» **Письменное задание 1**:
Продублируйте строки перечня, начиная с первой и заканчивая строкой с «[[[111,54],[102,54],[68,58],[70,156],[113,154],[114,60]]]» включительно. Картинки в ответ не включайте.

» **Отрывок текста**:
Из Нового Завета Розанов отступает в Ветхий, но и Ветхий завет он понимает по-своему, избирательно, прихотливо. Он находит в Библии только сказания о родах и рождениях, только песнь страсти и любви. Он читает и эту ветхозаветную книгу не библейскими глазами, а глазами скорее восточного язычника, служителя какого-нибудь оргиастического культа. Розанов религиозно противится христианству, его антихристианство есть только иная религия, и он религиозно отступает в дохристианские культы, возвращается к почитанию стихий и стихии, к религии рождающих сил. И то, что в ветхозаветном Откровении было действительно основным и главным, для Розанова также не звучит, как и Евангелие. Он понимает жертвы кровавые, «кровь есть мистицизм и факт». Но «жертва Богу дух сокрушен» он уже не понимает, и плачется, что «факт» подменяют понятием! И напрасно он плачется, что «бытие догматов угасило возможность пророчества». Ибо пророчества сами не звучат для него…

Розанов есть психологическая загадка, очень соблазнительная и страшная. Человек, загипнотизированный плотью, потерявший себя в родовых переживаниях и пожеланиях… И оказывается, в этой загадке есть что-то типическое… Розанов производил впечатление, увлекал и завлекал. Но положительных мыслей у него не было…

Розанов принадлежал к старшему поколению, в 90-х годах писал в «Русском Вестнике», потом в Петербурге примкнул к кружку поздних славянофилов: Н. П. Аксакова, С. Ф. Шарапова, Аф. Васильева, Н. Н. Страхова. С «символистами» он сблизился очень поздно, уже в начале нового века. Но с ними сразу нашел общие темы. То была, прежде всего, тема о плоти, снова la rehabilitation de la chair, и спор против аскетизма…

Отдельные тропинки, которыми в 90-ых годах русские интеллигенты возвращались если не к вере, то к религиозным темам, разнообразно переплетались между собой, сплетались в какой-то дремучий лес. И в эту же эпоху начинается внутри самой культуры возврат к религиозным корням и истокам…

Уныние оканчивается. В первые годы нашего века уже преобладает мажор. «Заря восходила и ослепляла глаза» (А. Белый) [137]…

2. 90-е годы Соловьева. (От религиозной мысли к религиозной жизни).

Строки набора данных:
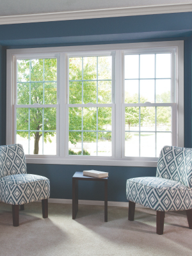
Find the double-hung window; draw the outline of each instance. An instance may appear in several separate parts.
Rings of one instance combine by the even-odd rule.
[[[184,146],[183,42],[7,51],[6,144],[27,162],[155,166]]]
[[[26,154],[56,155],[57,62],[56,58],[17,60],[14,141]]]
[[[125,52],[122,137],[125,157],[158,157],[176,143],[175,52]]]
[[[111,54],[102,54],[68,58],[70,156],[113,154],[114,60]]]

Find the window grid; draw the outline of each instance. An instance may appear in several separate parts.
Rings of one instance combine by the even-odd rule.
[[[170,81],[172,80],[171,77],[161,77],[161,78],[157,78],[156,77],[156,54],[154,54],[154,78],[141,78],[140,77],[140,72],[141,72],[141,63],[140,63],[140,56],[141,54],[139,54],[138,57],[139,57],[139,63],[138,63],[138,68],[139,68],[139,73],[138,73],[138,78],[124,78],[125,81],[132,81],[132,80],[136,80],[136,81],[138,81],[138,104],[140,104],[140,81],[141,80],[154,80],[154,102],[156,104],[156,81],[157,80],[163,80],[163,79],[170,79]],[[127,54],[129,55],[129,54]],[[126,55],[125,55],[125,56]],[[172,54],[171,54],[171,60],[172,60]],[[171,61],[172,63],[172,61]],[[171,71],[171,74],[172,74],[172,71]],[[170,89],[172,88],[172,86],[170,88]],[[171,92],[170,92],[171,93]],[[125,93],[124,93],[125,95]],[[172,95],[172,94],[171,94]],[[170,98],[171,102],[172,102],[172,98]],[[124,99],[124,101],[125,101],[125,99]],[[126,104],[126,103],[124,103],[125,104]],[[129,105],[131,106],[131,104],[129,104]],[[135,105],[135,104],[132,104],[132,106]],[[125,106],[125,108],[126,108],[126,106]],[[172,120],[171,120],[171,122],[172,123]],[[125,127],[125,126],[124,126]],[[138,131],[127,131],[125,130],[125,132],[136,132]],[[172,129],[171,130],[171,131],[157,131],[157,107],[155,107],[155,131],[141,131],[141,107],[139,106],[139,131],[138,131],[138,134],[139,134],[139,157],[141,157],[141,133],[142,134],[143,132],[154,132],[155,133],[155,156],[156,157],[157,157],[157,133],[160,133],[160,132],[167,132],[167,133],[171,133],[172,134]],[[125,145],[125,143],[124,143]],[[129,156],[127,156],[129,157]]]
[[[72,57],[73,58],[73,57]],[[81,107],[82,108],[82,110],[81,110],[81,130],[69,130],[68,129],[68,132],[81,132],[81,156],[83,156],[83,143],[84,143],[84,140],[83,140],[83,132],[96,132],[96,152],[97,152],[97,156],[98,156],[98,132],[110,132],[111,133],[111,136],[112,136],[112,131],[106,131],[106,130],[103,130],[103,131],[99,131],[98,130],[98,107],[95,107],[96,104],[98,104],[98,94],[99,94],[99,84],[98,82],[99,81],[111,81],[111,97],[112,97],[112,76],[113,74],[111,74],[111,79],[99,79],[99,76],[98,76],[98,70],[99,70],[99,61],[98,61],[98,56],[96,56],[97,58],[97,64],[96,64],[96,79],[84,79],[83,77],[84,77],[84,69],[83,69],[83,61],[84,61],[84,57],[81,57],[81,69],[82,69],[82,80],[72,80],[72,79],[69,79],[69,83],[70,82],[82,82],[82,104],[73,104],[75,105],[75,106],[74,108],[76,108],[76,105],[77,106],[81,106]],[[111,56],[112,58],[112,56]],[[111,72],[112,72],[112,68],[111,68]],[[92,107],[88,107],[87,106],[86,106],[86,104],[84,103],[84,95],[83,95],[83,85],[84,85],[84,82],[96,82],[96,86],[97,86],[97,95],[96,95],[96,97],[97,97],[97,100],[96,100],[96,104],[92,104],[92,102],[89,102],[88,103],[88,104],[90,103],[91,103],[92,104],[93,104],[93,106]],[[69,104],[69,106],[71,106],[72,104]],[[109,104],[110,105],[110,104]],[[83,108],[96,108],[97,110],[96,110],[96,130],[84,130],[83,129]],[[100,106],[99,108],[105,108],[104,106]],[[111,106],[110,106],[111,108]],[[111,108],[111,122],[112,122],[112,108]],[[112,125],[112,123],[111,123],[111,125]],[[112,148],[111,148],[111,152],[112,152]]]
[[[43,81],[31,81],[31,60],[33,59],[30,59],[29,60],[29,81],[18,81],[18,72],[17,72],[17,84],[18,85],[18,84],[29,84],[29,105],[31,105],[31,83],[43,83],[43,104],[40,105],[42,106],[42,108],[42,108],[42,130],[31,130],[30,129],[30,111],[31,111],[31,108],[28,108],[28,130],[19,130],[19,129],[17,129],[17,118],[16,118],[16,134],[17,132],[28,132],[28,154],[30,154],[30,132],[42,132],[42,154],[44,155],[44,132],[55,132],[56,134],[56,130],[44,130],[44,108],[43,108],[45,104],[45,83],[57,83],[57,81],[45,81],[45,59],[43,59]],[[40,59],[38,59],[40,60]],[[18,63],[17,63],[18,65]],[[17,97],[17,106],[18,106],[18,97]],[[28,104],[26,104],[26,106]],[[40,104],[39,104],[40,105]],[[52,104],[51,104],[52,105]],[[52,104],[53,106],[55,104]],[[19,106],[19,108],[25,108],[25,107],[24,107],[24,106],[20,105]],[[52,108],[53,106],[50,106],[50,108]],[[55,106],[54,106],[55,107]],[[36,108],[36,107],[34,107],[34,108]],[[17,109],[17,106],[16,106],[16,109]],[[17,113],[17,112],[16,112]]]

» **Письменное задание 2**:
Ответьте по отрывку о Розанове:
(а) В каком издании Розанов писал в 90-х годах?
(б) С кем он сблизился очень поздно, уже в начале нового века?
(в) Кому принадлежат слова «Заря восходила и ослепляла глаза»?

» **Письменный ответ 1**:
Find the double-hung window; draw the outline of each instance. An instance may appear in several separate parts.
Rings of one instance combine by the even-odd rule.
[[[184,146],[183,42],[7,51],[6,144],[27,162],[155,166]]]
[[[26,154],[56,155],[57,62],[56,58],[17,60],[14,141]]]
[[[125,52],[122,137],[125,157],[158,157],[176,143],[175,52]]]
[[[111,54],[102,54],[68,58],[70,156],[113,154],[114,60]]]

» **Письменный ответ 2**:
(а) В «Русском Вестнике».
(б) С «символистами».
(в) А. Белому.